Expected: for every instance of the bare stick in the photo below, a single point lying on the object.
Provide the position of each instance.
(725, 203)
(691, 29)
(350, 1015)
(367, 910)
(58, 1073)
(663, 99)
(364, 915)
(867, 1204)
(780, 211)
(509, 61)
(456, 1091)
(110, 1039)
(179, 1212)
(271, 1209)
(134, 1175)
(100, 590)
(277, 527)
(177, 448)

######

WHAT THE TASK REQUIRES – Print the data above exactly as it reads.

FINISHED EXERCISE –
Expected: for every instance of the bare stick in the photo below, a single point lying on the object.
Provide the position of each instance.
(725, 203)
(691, 29)
(350, 1015)
(367, 910)
(58, 1073)
(663, 99)
(364, 915)
(867, 1204)
(780, 211)
(509, 61)
(456, 1091)
(110, 1039)
(179, 1212)
(271, 1209)
(134, 1175)
(100, 590)
(277, 527)
(177, 448)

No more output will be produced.